### STATED TASK:
Can you put every line of the records below into a numbered list, skipping any blank lines?

▬▬▬

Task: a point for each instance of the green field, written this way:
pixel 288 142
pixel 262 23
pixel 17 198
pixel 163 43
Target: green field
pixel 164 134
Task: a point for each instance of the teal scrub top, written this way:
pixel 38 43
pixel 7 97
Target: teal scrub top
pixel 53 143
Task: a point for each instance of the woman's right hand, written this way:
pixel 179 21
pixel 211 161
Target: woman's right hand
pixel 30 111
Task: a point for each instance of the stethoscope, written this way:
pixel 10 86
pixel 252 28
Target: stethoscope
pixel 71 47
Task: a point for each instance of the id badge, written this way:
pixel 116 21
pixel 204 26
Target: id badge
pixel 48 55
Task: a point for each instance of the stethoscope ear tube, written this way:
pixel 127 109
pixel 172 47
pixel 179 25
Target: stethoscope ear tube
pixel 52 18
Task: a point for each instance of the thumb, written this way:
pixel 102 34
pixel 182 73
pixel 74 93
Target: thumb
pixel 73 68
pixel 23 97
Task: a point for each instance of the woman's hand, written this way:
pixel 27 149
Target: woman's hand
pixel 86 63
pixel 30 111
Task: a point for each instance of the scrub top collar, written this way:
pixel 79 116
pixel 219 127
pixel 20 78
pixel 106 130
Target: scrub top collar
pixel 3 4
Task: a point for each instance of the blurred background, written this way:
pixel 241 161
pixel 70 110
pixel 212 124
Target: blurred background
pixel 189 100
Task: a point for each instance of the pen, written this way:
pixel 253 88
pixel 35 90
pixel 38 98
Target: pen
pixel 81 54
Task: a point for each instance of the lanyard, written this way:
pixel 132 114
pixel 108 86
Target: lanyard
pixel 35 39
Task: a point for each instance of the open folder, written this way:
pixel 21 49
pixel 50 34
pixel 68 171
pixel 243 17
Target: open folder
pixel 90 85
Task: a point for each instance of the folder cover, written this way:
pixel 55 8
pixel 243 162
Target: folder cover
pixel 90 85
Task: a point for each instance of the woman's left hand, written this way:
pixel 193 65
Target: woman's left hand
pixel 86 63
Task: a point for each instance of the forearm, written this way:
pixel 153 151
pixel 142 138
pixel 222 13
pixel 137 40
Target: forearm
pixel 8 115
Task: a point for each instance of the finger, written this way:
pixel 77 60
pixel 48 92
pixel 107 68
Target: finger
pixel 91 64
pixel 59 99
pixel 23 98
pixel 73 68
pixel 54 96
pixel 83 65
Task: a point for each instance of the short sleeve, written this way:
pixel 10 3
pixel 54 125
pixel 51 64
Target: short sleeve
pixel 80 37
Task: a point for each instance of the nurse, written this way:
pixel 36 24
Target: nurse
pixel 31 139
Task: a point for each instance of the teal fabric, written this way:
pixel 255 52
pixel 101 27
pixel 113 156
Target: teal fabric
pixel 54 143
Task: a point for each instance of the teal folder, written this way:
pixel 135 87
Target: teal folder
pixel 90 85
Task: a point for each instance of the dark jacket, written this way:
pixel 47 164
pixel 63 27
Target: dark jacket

▬▬▬

### RESULT FOR THIS EXERCISE:
1. Task: a point for each instance of the green field, written this way:
2. pixel 288 142
3. pixel 262 23
4. pixel 17 198
5. pixel 163 43
6. Target: green field
7. pixel 164 134
8. Task: a point for each instance of the teal scrub top, written this way:
9. pixel 38 43
10. pixel 7 97
11. Target: teal scrub top
12. pixel 53 143
13. Task: a point for each instance of the woman's right hand, written this way:
14. pixel 179 21
15. pixel 211 161
16. Target: woman's right hand
17. pixel 30 111
18. Task: a point for each instance of the stethoscope, written this way:
19. pixel 10 86
20. pixel 252 28
21. Target: stethoscope
22. pixel 71 47
23. Task: a point for each instance of the id badge, written this way:
24. pixel 116 21
25. pixel 204 26
26. Target: id badge
27. pixel 48 55
28. Task: a point for each instance of the stethoscope ear tube, written this way:
29. pixel 127 109
30. pixel 172 47
31. pixel 179 25
32. Target: stethoscope ear tube
33. pixel 52 18
34. Task: a point for each instance of the thumb, written this way:
35. pixel 102 34
36. pixel 182 73
37. pixel 74 93
38. Target: thumb
39. pixel 73 68
40. pixel 23 97
41. Task: a point for each instance of the woman's hand, written this way:
42. pixel 27 149
43. Target: woman's hand
44. pixel 86 63
45. pixel 30 111
46. Task: a point for each instance of the scrub top collar, written this way:
47. pixel 79 116
48. pixel 219 127
49. pixel 20 78
50. pixel 106 130
51. Target: scrub top collar
52. pixel 3 4
53. Task: a point for each instance of the blurred background, written this way:
54. pixel 241 161
55. pixel 70 110
56. pixel 212 124
57. Target: blurred background
58. pixel 189 100
59. Task: a point for each instance of the pen, written this way:
60. pixel 253 88
61. pixel 35 90
62. pixel 38 98
63. Target: pen
64. pixel 81 54
65. Task: a point for each instance of the lanyard, written this way:
66. pixel 132 114
67. pixel 108 86
68. Target: lanyard
69. pixel 35 39
70. Task: a point for each instance of the open folder, written this way:
71. pixel 21 49
72. pixel 50 34
73. pixel 68 171
74. pixel 243 17
75. Target: open folder
76. pixel 90 85
77. Task: a point for each instance of the folder cover, written this way:
78. pixel 55 8
79. pixel 243 162
80. Target: folder cover
81. pixel 90 85
82. Task: a point for each instance of the woman's left hand, written this way:
83. pixel 193 65
84. Target: woman's left hand
85. pixel 86 63
86. Task: a point for each instance of the forearm, written this way:
87. pixel 153 151
88. pixel 142 138
89. pixel 222 13
90. pixel 137 40
91. Target: forearm
92. pixel 8 115
93. Task: a point for each instance of the finger, written this way:
94. pixel 77 60
95. pixel 48 92
96. pixel 107 68
97. Target: finger
98. pixel 91 64
99. pixel 59 99
100. pixel 23 98
101. pixel 73 68
102. pixel 54 96
103. pixel 83 65
104. Task: a point for each instance of the short sleeve, written this way:
105. pixel 10 3
106. pixel 54 125
107. pixel 51 64
108. Target: short sleeve
109. pixel 80 37
110. Task: a point for each instance of the nurse, written this way:
111. pixel 36 24
112. Target: nurse
113. pixel 31 139
114. Task: a point for each instance of the teal fabric, written this way:
115. pixel 255 52
116. pixel 101 27
117. pixel 113 156
118. Target: teal fabric
119. pixel 54 143
120. Task: a point for each instance of the teal folder, written this way:
121. pixel 135 87
122. Target: teal folder
123. pixel 90 85
124. Task: a point for each instance of the dark jacket, written this way:
125. pixel 47 164
126. pixel 63 27
127. Target: dark jacket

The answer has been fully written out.